Point localization data.
= Beginning of Section =
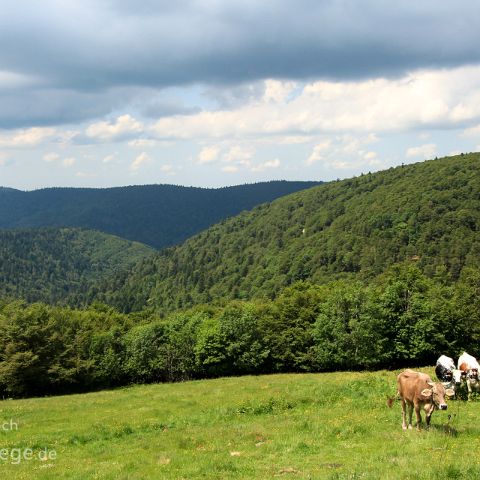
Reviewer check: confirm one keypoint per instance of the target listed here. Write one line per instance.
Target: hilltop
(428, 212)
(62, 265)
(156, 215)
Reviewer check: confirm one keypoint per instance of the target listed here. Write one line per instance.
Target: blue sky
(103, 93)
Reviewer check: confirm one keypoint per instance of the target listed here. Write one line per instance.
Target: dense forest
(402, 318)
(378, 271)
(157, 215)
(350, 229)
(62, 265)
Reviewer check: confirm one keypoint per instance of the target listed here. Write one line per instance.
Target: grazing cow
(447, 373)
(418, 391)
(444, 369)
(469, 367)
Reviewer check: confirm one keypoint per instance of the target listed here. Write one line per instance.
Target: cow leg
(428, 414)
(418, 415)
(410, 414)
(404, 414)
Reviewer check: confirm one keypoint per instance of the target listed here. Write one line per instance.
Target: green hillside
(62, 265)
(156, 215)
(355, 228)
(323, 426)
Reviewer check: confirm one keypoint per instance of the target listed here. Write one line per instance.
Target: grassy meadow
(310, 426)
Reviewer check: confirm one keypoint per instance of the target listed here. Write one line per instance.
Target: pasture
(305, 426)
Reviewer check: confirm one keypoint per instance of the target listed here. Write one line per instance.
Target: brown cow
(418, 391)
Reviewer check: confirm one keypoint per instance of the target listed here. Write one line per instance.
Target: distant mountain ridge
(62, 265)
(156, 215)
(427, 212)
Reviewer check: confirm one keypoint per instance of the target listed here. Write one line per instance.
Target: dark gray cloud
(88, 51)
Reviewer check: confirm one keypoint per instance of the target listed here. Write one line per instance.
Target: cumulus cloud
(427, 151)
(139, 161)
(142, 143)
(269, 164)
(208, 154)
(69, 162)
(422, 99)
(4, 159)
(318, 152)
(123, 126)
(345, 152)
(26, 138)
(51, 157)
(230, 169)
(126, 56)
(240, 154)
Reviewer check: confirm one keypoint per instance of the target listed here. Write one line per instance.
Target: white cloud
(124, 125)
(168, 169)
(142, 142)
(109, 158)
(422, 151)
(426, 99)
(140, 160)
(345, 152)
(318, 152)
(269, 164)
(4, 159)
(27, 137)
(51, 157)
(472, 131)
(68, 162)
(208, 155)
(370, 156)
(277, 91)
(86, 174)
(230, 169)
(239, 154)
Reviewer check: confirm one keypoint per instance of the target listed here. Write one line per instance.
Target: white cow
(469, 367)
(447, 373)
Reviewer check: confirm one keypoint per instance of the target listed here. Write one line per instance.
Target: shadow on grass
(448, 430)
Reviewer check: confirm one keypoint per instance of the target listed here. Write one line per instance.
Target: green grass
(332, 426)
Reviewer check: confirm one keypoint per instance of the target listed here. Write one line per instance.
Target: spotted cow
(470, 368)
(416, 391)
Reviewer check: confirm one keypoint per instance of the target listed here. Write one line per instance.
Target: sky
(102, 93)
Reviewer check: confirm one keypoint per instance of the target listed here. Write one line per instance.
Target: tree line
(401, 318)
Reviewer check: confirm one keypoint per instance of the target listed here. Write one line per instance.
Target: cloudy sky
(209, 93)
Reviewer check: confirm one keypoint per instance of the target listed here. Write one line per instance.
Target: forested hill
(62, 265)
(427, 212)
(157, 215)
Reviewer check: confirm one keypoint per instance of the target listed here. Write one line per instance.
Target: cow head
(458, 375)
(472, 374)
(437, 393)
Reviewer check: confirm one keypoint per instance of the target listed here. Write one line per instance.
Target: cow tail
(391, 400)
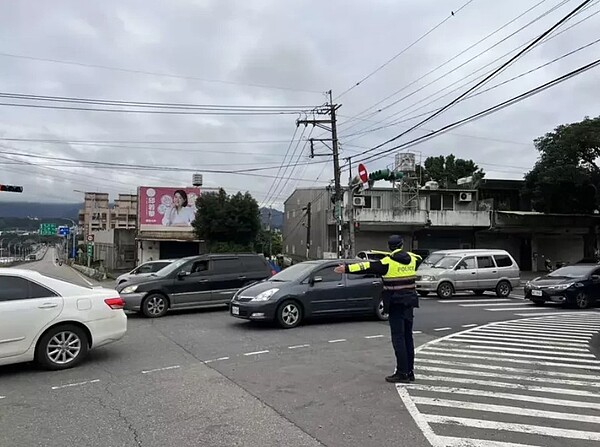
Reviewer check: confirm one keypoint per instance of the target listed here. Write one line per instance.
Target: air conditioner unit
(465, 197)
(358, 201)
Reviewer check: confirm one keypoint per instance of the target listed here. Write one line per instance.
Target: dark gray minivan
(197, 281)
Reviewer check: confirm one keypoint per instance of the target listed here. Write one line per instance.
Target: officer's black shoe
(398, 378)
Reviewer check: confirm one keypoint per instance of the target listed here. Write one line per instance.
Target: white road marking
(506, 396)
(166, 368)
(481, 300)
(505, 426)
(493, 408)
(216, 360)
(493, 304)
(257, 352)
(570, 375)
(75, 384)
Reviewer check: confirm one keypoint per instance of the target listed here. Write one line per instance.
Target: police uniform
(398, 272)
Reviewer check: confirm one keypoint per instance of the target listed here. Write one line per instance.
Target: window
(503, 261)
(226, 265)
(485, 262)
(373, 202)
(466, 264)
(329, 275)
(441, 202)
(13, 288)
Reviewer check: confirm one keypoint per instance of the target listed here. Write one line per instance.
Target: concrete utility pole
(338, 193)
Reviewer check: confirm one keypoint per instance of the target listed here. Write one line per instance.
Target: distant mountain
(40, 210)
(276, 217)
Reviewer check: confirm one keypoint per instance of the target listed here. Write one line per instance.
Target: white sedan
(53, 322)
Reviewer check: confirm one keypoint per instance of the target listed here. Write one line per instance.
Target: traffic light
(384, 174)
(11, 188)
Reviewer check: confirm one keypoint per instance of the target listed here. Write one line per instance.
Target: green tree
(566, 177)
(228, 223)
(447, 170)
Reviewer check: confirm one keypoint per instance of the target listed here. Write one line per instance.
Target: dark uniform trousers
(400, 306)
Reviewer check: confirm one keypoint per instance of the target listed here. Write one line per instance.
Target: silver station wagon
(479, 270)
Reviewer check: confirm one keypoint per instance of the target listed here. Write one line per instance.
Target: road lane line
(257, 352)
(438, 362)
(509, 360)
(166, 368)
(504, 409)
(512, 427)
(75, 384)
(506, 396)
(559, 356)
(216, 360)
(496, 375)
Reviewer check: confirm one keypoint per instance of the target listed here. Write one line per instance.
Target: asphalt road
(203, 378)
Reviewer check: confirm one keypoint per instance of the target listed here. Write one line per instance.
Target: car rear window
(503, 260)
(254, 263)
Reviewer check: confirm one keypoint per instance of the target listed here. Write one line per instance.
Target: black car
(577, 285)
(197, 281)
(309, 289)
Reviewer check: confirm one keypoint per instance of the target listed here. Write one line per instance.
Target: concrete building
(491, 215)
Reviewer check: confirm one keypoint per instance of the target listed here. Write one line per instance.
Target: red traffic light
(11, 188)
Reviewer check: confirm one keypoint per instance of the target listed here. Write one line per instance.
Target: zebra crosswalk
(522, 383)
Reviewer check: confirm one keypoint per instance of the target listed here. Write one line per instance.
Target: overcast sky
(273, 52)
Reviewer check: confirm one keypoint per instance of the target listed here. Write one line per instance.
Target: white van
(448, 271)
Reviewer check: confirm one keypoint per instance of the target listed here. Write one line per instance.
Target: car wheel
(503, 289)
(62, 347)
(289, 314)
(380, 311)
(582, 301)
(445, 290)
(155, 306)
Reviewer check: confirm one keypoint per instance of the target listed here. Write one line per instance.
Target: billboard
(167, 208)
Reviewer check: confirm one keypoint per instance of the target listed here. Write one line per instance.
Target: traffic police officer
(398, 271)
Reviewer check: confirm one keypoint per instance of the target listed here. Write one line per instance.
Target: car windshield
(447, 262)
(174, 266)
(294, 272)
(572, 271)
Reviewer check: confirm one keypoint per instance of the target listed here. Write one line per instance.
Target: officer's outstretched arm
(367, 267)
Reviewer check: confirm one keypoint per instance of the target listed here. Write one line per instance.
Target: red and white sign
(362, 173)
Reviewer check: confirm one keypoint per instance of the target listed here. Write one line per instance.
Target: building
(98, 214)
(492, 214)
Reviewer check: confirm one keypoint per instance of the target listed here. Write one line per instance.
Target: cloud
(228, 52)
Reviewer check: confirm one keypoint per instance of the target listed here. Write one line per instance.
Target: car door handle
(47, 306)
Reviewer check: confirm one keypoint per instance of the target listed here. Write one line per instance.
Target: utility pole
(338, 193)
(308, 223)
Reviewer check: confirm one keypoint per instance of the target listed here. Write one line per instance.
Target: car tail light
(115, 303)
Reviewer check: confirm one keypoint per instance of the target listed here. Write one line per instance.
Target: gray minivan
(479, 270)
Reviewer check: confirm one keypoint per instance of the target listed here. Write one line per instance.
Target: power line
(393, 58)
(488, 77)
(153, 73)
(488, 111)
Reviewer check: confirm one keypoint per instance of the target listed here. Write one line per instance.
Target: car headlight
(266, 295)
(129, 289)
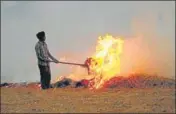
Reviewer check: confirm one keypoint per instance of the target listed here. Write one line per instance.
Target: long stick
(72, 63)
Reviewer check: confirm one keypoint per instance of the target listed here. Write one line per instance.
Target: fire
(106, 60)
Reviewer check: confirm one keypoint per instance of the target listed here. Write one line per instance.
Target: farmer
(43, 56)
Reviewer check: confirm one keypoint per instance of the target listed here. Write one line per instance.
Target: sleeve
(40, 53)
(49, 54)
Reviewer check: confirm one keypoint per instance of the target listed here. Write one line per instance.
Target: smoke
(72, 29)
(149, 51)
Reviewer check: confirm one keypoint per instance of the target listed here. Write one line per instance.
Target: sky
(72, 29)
= End of Section =
Instructions for the task. Starting at the line that contains "Target: officer's outstretched arm", output every line through the end of the data, both ends included, and nothing else; pictures stay out.

Result for this exercise.
Target: officer's outstretched arm
(367, 267)
Reviewer check: confirm one keypoint per instance of the target listed here. Write one line per instance.
Target: red and white sign
(362, 173)
Reviewer check: confirm one keypoint per instance of the target listed here. Write one line per instance.
Target: building
(98, 214)
(492, 214)
Reviewer check: confirm one keypoint per instance of the target listed here. Write one line per instance.
Target: cloud
(228, 52)
Reviewer check: confirm one keypoint per instance of the target listed here. Write one line per instance.
Target: car door handle
(47, 306)
Reviewer check: confirm one keypoint per instance of the target listed here. Write one line per instance.
Target: utility pole
(338, 193)
(308, 223)
Reviewer check: confirm one keypoint per instance of the target listed here. Write one line per instance.
Target: car tail light
(115, 303)
Reviewer check: confirm one keypoint per instance of the target listed here. Write one line per instance.
Target: gray minivan
(479, 270)
Reviewer check: confirm one keypoint per instance of the target listed here. Write one line per instance.
Target: power line
(393, 58)
(488, 77)
(153, 73)
(488, 111)
Reviewer check: confirm one keypoint per instance of the target listed here. Write one line per instance.
Target: car headlight
(266, 295)
(129, 289)
Reviewer check: confirm one keypoint per instance of the target listed here. Write one line per instance.
Target: long stick
(72, 63)
Reviewer check: confirm one keypoint per instance of the target listed here. Write one line per instance.
Target: fire
(106, 60)
Reviewer check: confirm one keypoint per instance of the target listed here. Write one line per instance.
Target: farmer
(43, 56)
Reviewer check: confirm one keypoint per instance of the target listed here. Write one line per instance.
Target: sleeve
(40, 53)
(49, 54)
Reviewer check: confirm one keypoint per instance of the target listed here. Write one line per instance.
Target: smoke
(72, 29)
(149, 51)
Reviewer check: confirm one keypoint per instance of the target listed here. Write one line per instance.
Target: sky
(72, 29)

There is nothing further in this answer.